Dataset excerpt
※
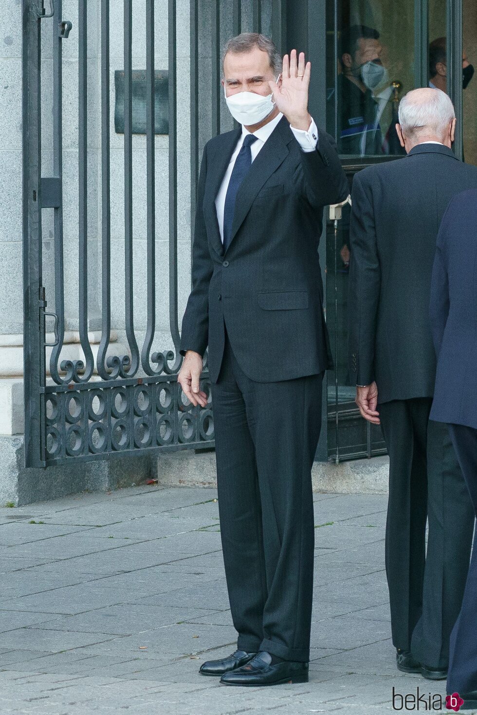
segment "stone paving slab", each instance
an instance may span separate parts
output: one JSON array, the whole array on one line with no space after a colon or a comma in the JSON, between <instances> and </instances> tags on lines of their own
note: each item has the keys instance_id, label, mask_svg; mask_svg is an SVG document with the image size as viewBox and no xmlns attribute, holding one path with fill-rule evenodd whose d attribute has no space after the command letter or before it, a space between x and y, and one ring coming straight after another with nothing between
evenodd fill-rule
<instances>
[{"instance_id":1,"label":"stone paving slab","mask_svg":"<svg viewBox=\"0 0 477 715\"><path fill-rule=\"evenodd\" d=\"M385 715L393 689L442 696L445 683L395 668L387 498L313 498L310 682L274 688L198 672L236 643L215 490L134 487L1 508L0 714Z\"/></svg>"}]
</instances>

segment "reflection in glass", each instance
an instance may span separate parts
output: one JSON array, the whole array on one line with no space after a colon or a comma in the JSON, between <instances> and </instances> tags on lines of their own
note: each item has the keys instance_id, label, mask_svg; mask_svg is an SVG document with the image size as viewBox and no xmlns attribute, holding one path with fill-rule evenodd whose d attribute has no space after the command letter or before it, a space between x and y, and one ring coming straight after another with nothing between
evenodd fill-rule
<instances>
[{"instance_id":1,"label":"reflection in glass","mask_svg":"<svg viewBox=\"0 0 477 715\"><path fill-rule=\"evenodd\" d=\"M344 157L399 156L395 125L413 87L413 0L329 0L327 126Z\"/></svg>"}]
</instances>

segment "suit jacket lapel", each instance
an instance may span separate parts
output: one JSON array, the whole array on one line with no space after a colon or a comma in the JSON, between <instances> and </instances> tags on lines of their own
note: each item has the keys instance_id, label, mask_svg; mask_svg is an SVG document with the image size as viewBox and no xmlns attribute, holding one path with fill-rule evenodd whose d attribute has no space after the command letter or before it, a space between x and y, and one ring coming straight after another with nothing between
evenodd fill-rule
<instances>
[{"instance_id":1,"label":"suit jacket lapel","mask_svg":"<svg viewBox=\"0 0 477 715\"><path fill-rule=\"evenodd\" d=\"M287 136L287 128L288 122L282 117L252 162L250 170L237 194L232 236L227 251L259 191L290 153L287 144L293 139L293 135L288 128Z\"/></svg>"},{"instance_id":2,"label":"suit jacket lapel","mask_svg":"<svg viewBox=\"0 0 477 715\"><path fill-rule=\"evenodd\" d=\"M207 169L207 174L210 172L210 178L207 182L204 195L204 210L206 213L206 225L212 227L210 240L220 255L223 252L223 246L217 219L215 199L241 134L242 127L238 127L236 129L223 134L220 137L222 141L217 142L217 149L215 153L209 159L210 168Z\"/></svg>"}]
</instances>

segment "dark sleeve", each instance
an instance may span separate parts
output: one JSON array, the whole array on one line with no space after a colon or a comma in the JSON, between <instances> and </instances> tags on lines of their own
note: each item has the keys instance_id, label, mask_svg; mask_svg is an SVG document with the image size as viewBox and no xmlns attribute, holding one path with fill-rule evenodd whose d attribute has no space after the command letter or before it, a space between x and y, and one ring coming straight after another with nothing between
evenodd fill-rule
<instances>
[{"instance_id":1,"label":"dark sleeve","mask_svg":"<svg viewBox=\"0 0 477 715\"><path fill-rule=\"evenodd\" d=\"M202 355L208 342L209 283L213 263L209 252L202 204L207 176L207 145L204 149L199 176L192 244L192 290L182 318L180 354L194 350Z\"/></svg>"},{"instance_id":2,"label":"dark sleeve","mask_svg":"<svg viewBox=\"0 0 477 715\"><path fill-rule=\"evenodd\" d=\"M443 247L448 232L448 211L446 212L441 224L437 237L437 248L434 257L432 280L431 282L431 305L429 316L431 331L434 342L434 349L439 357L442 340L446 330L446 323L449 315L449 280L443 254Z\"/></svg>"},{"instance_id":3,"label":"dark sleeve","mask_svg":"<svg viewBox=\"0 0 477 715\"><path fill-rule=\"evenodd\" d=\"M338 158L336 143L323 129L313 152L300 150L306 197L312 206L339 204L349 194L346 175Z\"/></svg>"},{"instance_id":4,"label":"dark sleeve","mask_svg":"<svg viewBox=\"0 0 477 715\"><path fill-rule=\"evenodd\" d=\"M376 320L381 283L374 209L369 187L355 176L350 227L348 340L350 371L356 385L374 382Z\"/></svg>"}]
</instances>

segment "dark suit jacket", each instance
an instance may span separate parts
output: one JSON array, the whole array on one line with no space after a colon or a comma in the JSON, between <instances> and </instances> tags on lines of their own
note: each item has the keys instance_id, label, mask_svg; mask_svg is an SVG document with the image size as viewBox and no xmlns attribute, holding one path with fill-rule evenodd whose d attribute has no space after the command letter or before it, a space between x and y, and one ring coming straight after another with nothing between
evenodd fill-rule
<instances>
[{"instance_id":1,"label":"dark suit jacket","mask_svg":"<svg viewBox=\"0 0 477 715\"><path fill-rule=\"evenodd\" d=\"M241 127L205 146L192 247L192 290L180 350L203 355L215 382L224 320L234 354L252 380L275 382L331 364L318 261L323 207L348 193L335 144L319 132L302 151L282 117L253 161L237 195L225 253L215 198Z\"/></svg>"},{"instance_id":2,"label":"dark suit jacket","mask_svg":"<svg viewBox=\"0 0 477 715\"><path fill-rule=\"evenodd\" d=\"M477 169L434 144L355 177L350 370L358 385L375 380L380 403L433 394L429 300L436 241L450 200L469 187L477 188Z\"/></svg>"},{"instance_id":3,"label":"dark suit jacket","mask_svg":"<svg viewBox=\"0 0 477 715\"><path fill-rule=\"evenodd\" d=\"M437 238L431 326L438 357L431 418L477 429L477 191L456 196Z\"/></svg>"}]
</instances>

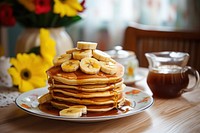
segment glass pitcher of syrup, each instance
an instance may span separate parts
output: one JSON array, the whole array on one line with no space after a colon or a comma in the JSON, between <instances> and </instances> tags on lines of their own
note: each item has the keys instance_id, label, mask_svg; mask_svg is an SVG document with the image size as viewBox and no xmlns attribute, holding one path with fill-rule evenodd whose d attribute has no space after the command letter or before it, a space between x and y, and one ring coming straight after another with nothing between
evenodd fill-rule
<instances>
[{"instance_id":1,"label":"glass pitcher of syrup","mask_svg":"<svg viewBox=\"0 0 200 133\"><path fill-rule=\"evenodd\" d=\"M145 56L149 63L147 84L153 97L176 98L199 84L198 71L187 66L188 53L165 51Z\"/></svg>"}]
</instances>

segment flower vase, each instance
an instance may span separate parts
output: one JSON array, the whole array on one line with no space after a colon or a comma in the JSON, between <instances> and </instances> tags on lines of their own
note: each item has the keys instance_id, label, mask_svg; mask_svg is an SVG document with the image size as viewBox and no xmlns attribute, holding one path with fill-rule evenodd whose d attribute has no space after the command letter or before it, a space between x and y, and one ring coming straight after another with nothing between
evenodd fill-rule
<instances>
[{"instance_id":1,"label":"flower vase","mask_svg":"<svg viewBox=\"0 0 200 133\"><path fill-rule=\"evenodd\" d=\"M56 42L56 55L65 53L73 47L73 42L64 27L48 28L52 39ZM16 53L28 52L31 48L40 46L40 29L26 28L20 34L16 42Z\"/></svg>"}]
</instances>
※
Reproduce all of the material above word for word, leaving out the pictures.

** WORKED ANSWER **
segment "stone paving slab", each instance
an instance may span separate parts
output: one JSON array, the whole array on one line with no space after a colon or a comma in the JSON, between <instances> and </instances> tags on lines of their own
note: each item has the keys instance_id, label, mask_svg; mask_svg is an SVG document with the image size as viewBox and no xmlns attribute, holding one path with fill-rule evenodd whose d attribute has no space after the command letter or before it, a space between x and y, and one ring coming straight after another with nothing between
evenodd fill-rule
<instances>
[{"instance_id":1,"label":"stone paving slab","mask_svg":"<svg viewBox=\"0 0 477 715\"><path fill-rule=\"evenodd\" d=\"M385 715L393 689L442 696L445 683L395 668L387 498L313 498L310 682L274 688L198 672L236 643L215 490L134 487L1 508L0 714Z\"/></svg>"}]
</instances>

segment "reflection in glass", each instance
an instance may span separate parts
output: one JSON array, the whole array on one line with no space after a colon or a comma in the JSON, between <instances> and </instances> tags on lines of their own
note: each item has the keys instance_id, label, mask_svg; mask_svg is an SVG document with the image size as viewBox and no xmlns attribute, holding one path with fill-rule evenodd whose d attribute has no space after the command letter or before it, a space between x and y, and one ring coming straight after another with nothing between
evenodd fill-rule
<instances>
[{"instance_id":1,"label":"reflection in glass","mask_svg":"<svg viewBox=\"0 0 477 715\"><path fill-rule=\"evenodd\" d=\"M344 157L399 156L395 125L413 87L413 0L329 0L327 126Z\"/></svg>"}]
</instances>

segment "suit jacket lapel", each instance
an instance may span separate parts
output: one JSON array, the whole array on one line with no space after a colon or a comma in the JSON, between <instances> and </instances> tags on lines of their own
note: each item has the keys instance_id, label, mask_svg; mask_svg is an SVG document with the image size as viewBox and no xmlns attribute, holding one path with fill-rule evenodd whose d attribute has no space after the command letter or before it, a space between x and y, and one ring coming straight after another with nothing between
evenodd fill-rule
<instances>
[{"instance_id":1,"label":"suit jacket lapel","mask_svg":"<svg viewBox=\"0 0 477 715\"><path fill-rule=\"evenodd\" d=\"M287 136L287 128L288 122L282 117L252 162L250 170L237 194L232 236L227 251L259 191L290 153L287 144L293 139L293 135L288 128Z\"/></svg>"},{"instance_id":2,"label":"suit jacket lapel","mask_svg":"<svg viewBox=\"0 0 477 715\"><path fill-rule=\"evenodd\" d=\"M207 169L207 174L210 172L210 178L207 182L204 195L204 210L206 213L206 225L212 227L210 240L220 255L223 252L223 246L217 219L215 199L241 134L242 127L238 127L236 129L223 134L220 137L222 141L217 142L217 149L215 153L209 159L210 168Z\"/></svg>"}]
</instances>

segment "dark sleeve", each instance
an instance may span separate parts
output: one JSON array, the whole array on one line with no space after a colon or a comma in the JSON, between <instances> and </instances> tags on lines of their own
note: each item has the keys instance_id, label, mask_svg; mask_svg is an SVG document with the image size as viewBox and no xmlns attribute, holding one path with fill-rule evenodd whose d attribute has no space after the command letter or before it, a space between x and y, and one ring coming straight after another with nothing between
evenodd fill-rule
<instances>
[{"instance_id":1,"label":"dark sleeve","mask_svg":"<svg viewBox=\"0 0 477 715\"><path fill-rule=\"evenodd\" d=\"M202 355L208 342L209 283L213 263L209 252L202 204L207 176L207 145L204 149L199 176L192 244L192 290L182 318L180 354L194 350Z\"/></svg>"},{"instance_id":2,"label":"dark sleeve","mask_svg":"<svg viewBox=\"0 0 477 715\"><path fill-rule=\"evenodd\" d=\"M443 247L448 232L448 211L446 212L441 224L437 237L437 248L434 257L432 280L431 282L431 305L429 316L431 331L434 342L434 349L439 357L442 340L446 330L446 323L449 315L449 280L443 254Z\"/></svg>"},{"instance_id":3,"label":"dark sleeve","mask_svg":"<svg viewBox=\"0 0 477 715\"><path fill-rule=\"evenodd\" d=\"M338 158L336 143L323 129L313 152L300 150L306 197L312 206L339 204L349 194L346 175Z\"/></svg>"},{"instance_id":4,"label":"dark sleeve","mask_svg":"<svg viewBox=\"0 0 477 715\"><path fill-rule=\"evenodd\" d=\"M376 320L381 283L374 209L369 187L355 176L350 227L348 340L350 371L356 385L374 382Z\"/></svg>"}]
</instances>

segment "dark suit jacket", each instance
an instance may span separate parts
output: one JSON array, the whole array on one line with no space after a colon or a comma in the JSON, between <instances> and </instances> tags on lines of their own
note: each item has the keys instance_id, label, mask_svg; mask_svg is an SVG document with the image size as viewBox and no xmlns attribute, holding one path with fill-rule evenodd whose d attribute has no space after the command letter or before it, a space between x and y, and one ring coming straight after another with nothing between
evenodd fill-rule
<instances>
[{"instance_id":1,"label":"dark suit jacket","mask_svg":"<svg viewBox=\"0 0 477 715\"><path fill-rule=\"evenodd\" d=\"M241 127L205 146L192 247L192 290L180 350L203 355L215 382L224 320L234 354L252 380L275 382L331 364L318 261L323 207L348 193L335 144L319 132L302 151L282 117L253 161L237 195L225 253L215 198Z\"/></svg>"},{"instance_id":2,"label":"dark suit jacket","mask_svg":"<svg viewBox=\"0 0 477 715\"><path fill-rule=\"evenodd\" d=\"M477 169L434 144L355 177L350 370L358 385L375 380L380 403L433 394L429 300L436 241L450 200L469 187L477 188Z\"/></svg>"},{"instance_id":3,"label":"dark suit jacket","mask_svg":"<svg viewBox=\"0 0 477 715\"><path fill-rule=\"evenodd\" d=\"M437 238L431 326L438 357L431 418L477 429L477 191L456 196Z\"/></svg>"}]
</instances>

segment glass pitcher of syrup, each instance
an instance may span separate parts
output: one JSON array, the whole array on one line with no space after a colon or a comma in the JSON, between <instances> and </instances> tags on lines of their own
note: each item has the keys instance_id, label, mask_svg; mask_svg is an SVG document with the image size as viewBox and no xmlns attribute, holding one path with fill-rule evenodd whose d attribute has no space after the command letter or before it, a space between x and y, and one ring coming straight after another with nothing between
evenodd fill-rule
<instances>
[{"instance_id":1,"label":"glass pitcher of syrup","mask_svg":"<svg viewBox=\"0 0 200 133\"><path fill-rule=\"evenodd\" d=\"M145 56L149 63L147 84L153 97L176 98L199 84L198 71L187 66L188 53L165 51Z\"/></svg>"}]
</instances>

segment flower vase, each instance
an instance may span separate parts
output: one JSON array, the whole array on one line with no space after a colon or a comma in the JSON, between <instances> and </instances> tags on lines of their own
note: each item has the keys instance_id, label, mask_svg; mask_svg is an SVG document with the image size as viewBox and no xmlns attribute, holding one path with fill-rule evenodd whose d attribute has no space after the command letter or before it, a space between x and y, and one ring coming straight after another with nothing between
evenodd fill-rule
<instances>
[{"instance_id":1,"label":"flower vase","mask_svg":"<svg viewBox=\"0 0 200 133\"><path fill-rule=\"evenodd\" d=\"M56 42L56 55L65 53L73 47L73 42L64 27L48 28L52 39ZM16 53L28 52L31 48L40 46L40 29L26 28L20 34L16 42Z\"/></svg>"}]
</instances>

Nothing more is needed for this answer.